> _DOCUMENT SECTION_
The Logical Positivists tried to do this on the basis of the allegedly special “meaning” of scientific statements. In contrast to other kinds of assertions, scientific statements were accepted as making a difference to our experience in the world, which meant that they must in some way be verifiable through sensory data. If scientists said that the planet Venus went through phases, we had better be able to see that through a telescope. Statements that could not do this (other than those used in logic, which is deductively valid and so already on firm ground) were branded “cognitively meaningless” because they were unverifiable; they were dismissed as nonsense and unworthy of our time, because there was no procedure for determining if they were right or wrong. If a statement about the world purported to be true, the positivists claimed, it must be verifiable by experience. If not, then instead of being scientific it was just “metaphysics” (which was the pejorative term they used to cover huge swaths of knowledge including religion, ethics, aesthetics, and the vast majority of philosophy). To pull off such a hard and fast distinction, though, the Logical Positivists needed to come up with a “verification criterion” by which one could sort meaningful from meaningless statements. And this, owing to technical reasons that ultimately came down to the problem that they couldn’t get the sorting right, led to their undoing.5

The problem of demarcation was then taken up by perhaps its greatest champion, Karl Popper. Popper understood—even before Logical Positivism had formally failed—that there were problems with pursuing the verification of scientific statements. The positivists had based science on inductive inference, which undercut the idea that one could prove any empirical statement to be true. David Hume’s famous problem of induction prevented the sort of logical certainty that the positivists coveted for scientific statements.6 Even if they could not be proven, however, weren’t scientific assertions nonetheless uniquely meaningful, given the fact that in principle they could be verified? Popper thought not, and regarded the pursuit of “meaning” as another mistake in the positivists’ approach. What made science special, he felt, was not its meaning but its method. Popper thus set out, in the winter of 1919, to try to solve the problem of demarcation in another way—by renouncing both verification and meaning, focusing instead on what he called the “falsifiability” of scientific theories: the idea that they must be capable of being ruled out by some possible experience.

> _SET EXERCISE A_
According to the passage on scientific demarcation, in what season and year did Popper set out to solve the demarcation problem another way?
> _SET EXERCISE B_
Carry on the passage on Popper and the demarcation of science, picking up after its final sentence.
The material after this passage has no role in the work here.

> _SOURCE EXCERPT_
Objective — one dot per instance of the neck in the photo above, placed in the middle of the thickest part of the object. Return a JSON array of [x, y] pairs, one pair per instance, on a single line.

> _EXERCISE OUTPUT A_
In the winter of 1919.

> _EXERCISE OUTPUT B_
What concerned Popper was the difference between statements like those in astrology—that seemed compatible with any evidence—and those of science, that take some risk of being wrong. When an astrologer produces a personalized horoscope that says “You are sometimes insecure about your achievements and feel like an imposter” this can feel like a stunning insight into your inner-most thoughts, until you realize that the same horoscope is used for all clients. Contrast this with what happens in science. When a scientist makes a prediction, it comes with an understanding that if her theory is correct you will see what was predicted. And if you do not see that result, then the theory must be flawed.

Popper used this sort of contrast to think about the possible methodological difference between science and nonscience. He was searching for a way to forgo the impossibly high standard which said that scientific statements must always be proven by their evidence, but would still allow evidence to count. And then it hit him. If the Logical Positivists and others were searching for a way to differentiate science from nonscience—but were blocked from being able to say that scientific statements were verifiable because of Hume’s problem of induction—why not instead follow the path of deductive certainty that was already enjoyed by logic?

Those who have studied formal logic know that the simplest and most famous deductively valid inference is modus ponens, which says “If A, then B. And A. Therefore B.” No problem here. No need to check to see whether it “makes a difference to our experience.” Deductive arguments are and always will be valid because the truth of the premises is sufficient to guarantee the truth of the conclusion; if the premises are true, the conclusion will be also. This is to say that the truth of the conclusion cannot contain any information that is not already contained in the premises. Consider the following valid argument:

If someone was born between 1945 and 1991, then they have Strontium-90 in their bones.

Adam was born in 1963.

Therefore, Adam has Strontium-90 in his bones.7

The problem with scientific statements, however, is that they don’t seem to follow this form. For hundreds of years before Popper, they were accepted as being inductive, which meant that the reasoning looked more like “If A, then B. And B. Therefore A.” For example:

If someone was born between 1945 and 1991, then they have Strontium-90 in their bones.

Eve has Strontium-90 in her bones.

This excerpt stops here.